Exercise details: Retype the data exactly, so that every line matches the original.
** Opening Input data block **
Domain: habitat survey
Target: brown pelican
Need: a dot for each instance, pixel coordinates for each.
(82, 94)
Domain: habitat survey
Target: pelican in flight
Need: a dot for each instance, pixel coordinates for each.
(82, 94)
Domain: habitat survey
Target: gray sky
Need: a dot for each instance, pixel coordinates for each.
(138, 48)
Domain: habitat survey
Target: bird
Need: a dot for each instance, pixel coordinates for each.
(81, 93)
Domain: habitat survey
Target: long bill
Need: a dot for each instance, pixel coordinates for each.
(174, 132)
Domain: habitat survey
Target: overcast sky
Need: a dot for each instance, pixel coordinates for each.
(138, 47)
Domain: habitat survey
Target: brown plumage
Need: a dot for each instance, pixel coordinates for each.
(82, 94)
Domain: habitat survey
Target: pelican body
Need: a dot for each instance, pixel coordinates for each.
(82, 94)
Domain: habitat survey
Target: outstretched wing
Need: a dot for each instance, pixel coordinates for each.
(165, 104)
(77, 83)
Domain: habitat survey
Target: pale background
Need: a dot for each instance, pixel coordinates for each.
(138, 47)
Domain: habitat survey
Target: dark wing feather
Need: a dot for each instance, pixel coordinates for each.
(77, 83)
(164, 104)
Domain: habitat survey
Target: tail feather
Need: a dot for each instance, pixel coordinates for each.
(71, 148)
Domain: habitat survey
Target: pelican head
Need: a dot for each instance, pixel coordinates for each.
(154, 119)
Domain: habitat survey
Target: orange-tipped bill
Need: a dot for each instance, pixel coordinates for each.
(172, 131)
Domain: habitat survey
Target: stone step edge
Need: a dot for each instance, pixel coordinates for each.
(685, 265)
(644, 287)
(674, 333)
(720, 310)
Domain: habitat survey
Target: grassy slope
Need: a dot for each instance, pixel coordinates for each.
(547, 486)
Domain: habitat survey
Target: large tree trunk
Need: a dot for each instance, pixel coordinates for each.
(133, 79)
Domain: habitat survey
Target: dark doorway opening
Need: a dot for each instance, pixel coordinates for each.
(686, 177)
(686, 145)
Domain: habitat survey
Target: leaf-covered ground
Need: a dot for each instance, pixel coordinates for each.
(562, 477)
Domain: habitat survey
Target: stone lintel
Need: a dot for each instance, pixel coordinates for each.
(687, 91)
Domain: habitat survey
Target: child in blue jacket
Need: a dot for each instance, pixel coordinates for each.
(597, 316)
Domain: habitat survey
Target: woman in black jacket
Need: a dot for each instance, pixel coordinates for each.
** Closing Input data block **
Finished exercise:
Domain: habitat survey
Target: brown pelican
Need: a dot for each instance, pixel coordinates for each.
(82, 94)
Domain: habitat survey
Target: pelican in flight
Need: a dot for each instance, pixel coordinates for each.
(82, 94)
Domain: habitat survey
Target: gray sky
Need: a dot for each instance, pixel coordinates for each.
(138, 48)
Domain: habitat survey
Target: bird
Need: a dot for each instance, pixel coordinates for each.
(81, 93)
Domain: habitat survey
Target: long bill
Need: a dot for each instance, pixel coordinates for each.
(174, 132)
Domain: habitat survey
Target: overcast sky
Need: a dot for each instance, pixel coordinates for each.
(138, 47)
Domain: habitat survey
Target: brown plumage
Need: a dot for each instance, pixel coordinates for each.
(82, 94)
Domain: habitat survey
Target: pelican body
Need: a dot for each instance, pixel coordinates for each.
(82, 94)
Domain: habitat survey
Target: outstretched wing
Need: a dot for each instance, pixel coordinates for each.
(165, 104)
(77, 83)
Domain: habitat survey
Target: pale background
Need: a dot for each instance, pixel coordinates for each.
(138, 47)
Domain: habitat survey
Target: dark wing feather
Need: a dot for each instance, pixel coordinates for each.
(77, 83)
(164, 104)
Domain: habitat survey
Target: tail feather
Need: a dot for each instance, pixel coordinates for each.
(71, 148)
Domain: habitat survey
Target: pelican head
Need: a dot for each instance, pixel coordinates for each.
(154, 119)
Domain: habitat survey
Target: orange-tipped bill
Need: a dot for each instance, pixel coordinates for each.
(172, 131)
Domain: habitat survey
Target: stone step edge
Need: a dot for each instance, pixel coordinates for each.
(685, 265)
(644, 287)
(674, 333)
(720, 310)
Domain: habitat survey
Target: grassy slope
Need: a dot for each instance, pixel coordinates for each.
(547, 486)
Domain: habitat survey
Target: large tree trunk
Need: a dot for each instance, pixel coordinates for each.
(133, 79)
Domain: habitat survey
Target: dark doorway opening
Need: a dot for each instance, pixel coordinates for each.
(686, 177)
(686, 145)
Domain: habitat survey
Target: leaf-covered ground
Need: a dot for each instance, pixel coordinates for each.
(562, 477)
Domain: habitat survey
Target: stone lintel
Need: a dot for each instance, pixel coordinates for each.
(687, 91)
Domain: habitat survey
Target: child in blue jacket
Need: a dot for each instance, pixel coordinates for each.
(597, 316)
Domain: habitat survey
Target: woman in black jacket
Need: a dot for each instance, pixel coordinates for each.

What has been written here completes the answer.